Point localization data
☆ ☆ ☆ ☆ ☆ ☆ ☆
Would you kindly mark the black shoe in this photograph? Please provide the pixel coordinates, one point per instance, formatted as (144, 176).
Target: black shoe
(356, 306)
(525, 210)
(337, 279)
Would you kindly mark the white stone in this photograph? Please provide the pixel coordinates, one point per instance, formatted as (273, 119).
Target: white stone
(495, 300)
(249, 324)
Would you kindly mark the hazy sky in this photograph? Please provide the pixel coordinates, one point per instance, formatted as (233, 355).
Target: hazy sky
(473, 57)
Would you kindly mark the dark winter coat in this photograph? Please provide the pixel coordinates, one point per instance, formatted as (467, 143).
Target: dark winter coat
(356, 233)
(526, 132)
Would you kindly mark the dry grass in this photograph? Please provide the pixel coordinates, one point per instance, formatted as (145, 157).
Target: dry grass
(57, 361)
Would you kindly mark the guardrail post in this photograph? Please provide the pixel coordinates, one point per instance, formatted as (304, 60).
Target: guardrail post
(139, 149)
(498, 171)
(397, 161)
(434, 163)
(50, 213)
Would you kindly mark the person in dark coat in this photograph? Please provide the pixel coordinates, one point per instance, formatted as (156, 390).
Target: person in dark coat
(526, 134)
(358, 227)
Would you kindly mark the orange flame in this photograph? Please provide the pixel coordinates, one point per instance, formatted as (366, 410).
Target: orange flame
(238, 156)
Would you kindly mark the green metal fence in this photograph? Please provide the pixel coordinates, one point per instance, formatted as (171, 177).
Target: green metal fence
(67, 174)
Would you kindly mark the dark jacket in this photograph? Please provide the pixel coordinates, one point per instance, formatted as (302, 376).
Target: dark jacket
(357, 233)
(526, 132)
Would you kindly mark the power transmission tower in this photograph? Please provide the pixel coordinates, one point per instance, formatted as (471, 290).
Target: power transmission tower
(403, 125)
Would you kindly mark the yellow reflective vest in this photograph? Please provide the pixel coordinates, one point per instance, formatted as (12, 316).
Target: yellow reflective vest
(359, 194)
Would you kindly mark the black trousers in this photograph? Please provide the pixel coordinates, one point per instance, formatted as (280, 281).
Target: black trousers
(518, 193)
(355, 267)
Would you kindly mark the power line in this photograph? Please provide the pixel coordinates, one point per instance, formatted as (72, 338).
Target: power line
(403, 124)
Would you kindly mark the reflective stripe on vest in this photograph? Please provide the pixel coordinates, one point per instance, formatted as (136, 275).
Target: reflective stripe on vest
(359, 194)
☆ ☆ ☆ ☆ ☆ ☆ ☆
Print every record exactly as it was given.

Would you kindly mark the black shoe in this photograph? Please provide the pixel coordinates, one point per instance, formatted as (144, 176).
Target: black shoe
(356, 306)
(525, 210)
(337, 279)
Would you kindly mark the white stone in this photograph? Please provide the pixel coordinates, one point per instance, formatted as (273, 119).
Target: white stone
(495, 300)
(249, 324)
Would you kindly mark the hazy sky in this photograph? Please provide the pixel coordinates, one point per instance, formatted as (233, 355).
Target: hazy sky
(473, 57)
Would you kindly mark the dark winter coat in this photograph? Please provide the pixel coordinates, one point per instance, formatted as (467, 143).
Target: dark winter coat
(356, 233)
(526, 132)
Would you kindly mark the dry grass in this photograph? Please provide the pixel coordinates, one point per instance, formatted as (145, 157).
Target: dry grass
(57, 361)
Would you kindly mark the guardrail post in this photograph? Please provide the pixel coordinates, one point per instance, formatted as (304, 60).
Target: guardrail post
(139, 149)
(498, 171)
(397, 161)
(434, 163)
(50, 213)
Would you kindly mark the person in dark coat in this photograph? Please provide the pixel coordinates, one point per instance, formatted as (156, 390).
Target: person in dark coat
(526, 134)
(358, 227)
Would you kindly mark the orange flame in this photograph? Please provide the pixel coordinates, one point per instance, formatted as (366, 410).
Target: orange flame
(238, 156)
Would you kindly mark the green metal fence in this photograph? Please provide the pixel coordinates, one point per instance, formatted as (171, 177).
Target: green metal fence
(67, 174)
Would you kindly mark the dark jacket in this photograph? Please provide the pixel coordinates, one point per instance, formatted as (302, 376).
Target: dark jacket
(357, 233)
(526, 132)
Would you kindly mark the power transmission tower in this photograph? Please provide the pixel coordinates, one point per instance, formatted as (471, 290).
Target: power transmission tower
(403, 125)
Would you kindly mark the yellow reflective vest in this photograph? Please provide the pixel coordinates, one point per instance, formatted as (12, 316).
Target: yellow reflective vest
(359, 194)
Would you kindly mark the black trousers in this photograph? Please provide the pixel coordinates, one point per instance, formatted as (280, 281).
Target: black trousers
(518, 193)
(355, 267)
Would you kindly mark the power line in this photograph? Please provide the pixel coordinates, one point per instance, formatted as (72, 338).
Target: power line
(403, 124)
Would you kindly mark the reflective stripe on vest in this photograph? Please provide the pixel coordinates, one point per instance, formatted as (136, 275).
Target: reflective stripe on vest
(359, 194)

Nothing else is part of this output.